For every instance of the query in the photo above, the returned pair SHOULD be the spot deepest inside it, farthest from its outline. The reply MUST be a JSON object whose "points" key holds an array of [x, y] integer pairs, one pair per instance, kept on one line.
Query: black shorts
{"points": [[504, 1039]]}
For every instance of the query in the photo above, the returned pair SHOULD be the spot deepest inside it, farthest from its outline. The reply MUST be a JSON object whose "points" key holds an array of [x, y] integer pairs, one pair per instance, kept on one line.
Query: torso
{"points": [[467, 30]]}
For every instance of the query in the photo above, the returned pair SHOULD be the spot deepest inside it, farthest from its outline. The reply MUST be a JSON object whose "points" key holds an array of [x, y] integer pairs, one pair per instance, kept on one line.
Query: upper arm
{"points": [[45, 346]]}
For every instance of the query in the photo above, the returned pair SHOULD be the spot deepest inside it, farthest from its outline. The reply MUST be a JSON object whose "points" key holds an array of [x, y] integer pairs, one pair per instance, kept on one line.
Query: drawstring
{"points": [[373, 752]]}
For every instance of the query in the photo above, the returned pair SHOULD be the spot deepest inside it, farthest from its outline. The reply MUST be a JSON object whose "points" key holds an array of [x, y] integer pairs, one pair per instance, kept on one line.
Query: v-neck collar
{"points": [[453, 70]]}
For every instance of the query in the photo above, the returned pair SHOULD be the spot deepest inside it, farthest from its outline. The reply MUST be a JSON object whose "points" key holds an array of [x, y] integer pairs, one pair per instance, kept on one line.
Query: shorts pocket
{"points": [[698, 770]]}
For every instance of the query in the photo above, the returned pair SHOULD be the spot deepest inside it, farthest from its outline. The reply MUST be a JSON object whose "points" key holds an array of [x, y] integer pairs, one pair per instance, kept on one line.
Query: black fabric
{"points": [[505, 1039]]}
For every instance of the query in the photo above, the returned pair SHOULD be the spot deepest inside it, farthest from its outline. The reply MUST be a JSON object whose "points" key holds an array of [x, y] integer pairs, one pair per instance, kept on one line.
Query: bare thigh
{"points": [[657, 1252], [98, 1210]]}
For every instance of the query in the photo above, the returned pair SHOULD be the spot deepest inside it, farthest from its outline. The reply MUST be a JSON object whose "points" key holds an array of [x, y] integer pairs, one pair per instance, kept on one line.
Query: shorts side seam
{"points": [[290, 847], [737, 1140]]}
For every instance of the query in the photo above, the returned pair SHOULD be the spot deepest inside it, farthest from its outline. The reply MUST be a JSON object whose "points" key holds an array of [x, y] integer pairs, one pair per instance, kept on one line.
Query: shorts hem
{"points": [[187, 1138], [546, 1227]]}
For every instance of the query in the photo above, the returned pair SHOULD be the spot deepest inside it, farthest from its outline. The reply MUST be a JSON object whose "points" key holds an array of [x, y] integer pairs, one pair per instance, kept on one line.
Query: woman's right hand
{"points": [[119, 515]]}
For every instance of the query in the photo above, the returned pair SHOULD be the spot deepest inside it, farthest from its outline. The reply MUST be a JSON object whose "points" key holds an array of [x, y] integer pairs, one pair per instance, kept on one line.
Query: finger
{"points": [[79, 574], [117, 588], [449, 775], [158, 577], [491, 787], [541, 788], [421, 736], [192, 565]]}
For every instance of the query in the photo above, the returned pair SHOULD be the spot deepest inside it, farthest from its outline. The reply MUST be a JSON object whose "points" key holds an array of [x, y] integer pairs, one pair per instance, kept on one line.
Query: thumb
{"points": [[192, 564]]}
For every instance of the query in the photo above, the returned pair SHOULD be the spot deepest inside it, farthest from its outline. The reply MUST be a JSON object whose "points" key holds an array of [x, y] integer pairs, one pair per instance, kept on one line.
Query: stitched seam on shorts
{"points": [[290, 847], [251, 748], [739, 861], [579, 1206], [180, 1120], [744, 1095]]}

+ + + + + + +

Prompt:
Copy out the material word for word and line for line.

Reply to the exercise:
For every instance of the query in the photo above, the returned pair SHOULD be the spot deepest inside it, farthest from its outline. The reply MUST be a JSON object whose "points" key holds an array of [x, y] integer pairs, one pair per instance, kept on one line.
Query: black shorts
{"points": [[504, 1039]]}
For every instance of the query in the photo above, the returned pair SHOULD be the spot deepest inside it, farthest from its outline. The reply MUST be a JSON object whose "points" key holds an array of [x, y] integer pairs, one pair per instance, kept on one line.
Query: torso
{"points": [[467, 30]]}
For every instance of the query in the photo above, the returned pair SHOULD be the spot deepest inside it, farthest from its outline. The reply MUST be a JSON object whose "points" key holds an array of [x, y] integer pairs, one pair per instance, kept on one line.
Query: upper arm
{"points": [[45, 346]]}
For every instance of the query in the photo above, the returned pair SHOULD be the spot deepest inside it, farthest from its outline. The reply MUST be a JSON object whose "points" key holds an array of [x, y] integer pairs, one pair per instance, kept on one line.
Query: drawstring
{"points": [[373, 752]]}
For every instance of the query in the photo above, the returned pair SHOULD be the spot deepest inside it, farthest from its outline. The reply MUST be a JSON object whose "points" key holds an array of [x, y] integer pairs, one pair per instance, kept on one line.
Query: v-neck collar
{"points": [[453, 70]]}
For every instance of the query in the photo above, the returned pair SHOULD be the spot deepest inside it, farthest from its outline. The reply MUST be a JSON object whose "points" key holds an array of [x, y] integer pairs, one pair per instance, kept on one line.
Query: shorts pocket
{"points": [[698, 770]]}
For every instance of the query in the photo above, the returned pair SHOULD be the spot deepest inside it, farthest from its outline. The reply MUST be a JSON object whose "points" key holds an array of [x, y] integer pairs, one pair per instance, kept on one line.
Query: black fabric
{"points": [[505, 1039]]}
For every instance of the query in the photo above, the returned pair SHOULD be the spot deepest inside it, farthest from its outline. The reply MUST be a JSON object whose "points" key holds an array of [x, y] integer pairs, one pair per instance, kept on one line.
Query: bare thigh
{"points": [[657, 1252], [98, 1210]]}
For every instance of the query in the photo above, the returned pair SHOULD be the spot deepest inside it, farthest from its outline. The reply MUST be a JSON object whose "points" key holds an array of [x, y] integer pairs, one pair per instance, kept on one line.
Query: shorts side seam
{"points": [[290, 847], [737, 1140]]}
For every instance of the query in the photo above, the returned pair SHOULD be the spot deepest inside it, farthest from its outline. The reply MUST be a JSON object whose "points" key holds an array of [x, y] integer pairs, one pair per instance, kept on one line.
Query: shorts hem
{"points": [[187, 1138], [546, 1227]]}
For every instance of the query in the photo above, the returned pair SHOULD be the spot deepest inside it, farthest from its outline. The reply MUST be a JSON object whose "points" key holds an array of [x, y] integer pairs, one pair per instance, kept on one line.
Query: woman's right hand
{"points": [[119, 515]]}
For every instance of the query in the photo above, the returned pair SHOULD be the spot deepest inside it, farthest from its outline. The reply MUST be a JSON object whose "points" key holds an array of [x, y] integer pairs, one pair per instance, kept on one line.
Query: finger
{"points": [[79, 574], [117, 588], [449, 775], [158, 577], [491, 787], [541, 788], [421, 736], [192, 565]]}
For every instance of the query in the photo above, the returned pair SHOULD be the spot deepest inside it, farthest from its outline. The reply MUST be a JSON object whose "points" key holds an array of [x, y] integer pairs, one pair per instance, kept on one line.
Query: thumb
{"points": [[192, 564]]}
For every instance of the query in the photo above, the returned pair SHOULD be the spot deepest inside it, farthest from its outline. The reply MUST be a JSON object whose "points" key holds an array of [x, y] integer pairs, one pair per instance, kept on one line.
Query: stitched seam on shorts
{"points": [[290, 847], [251, 748], [739, 861], [579, 1206], [180, 1120], [744, 1095]]}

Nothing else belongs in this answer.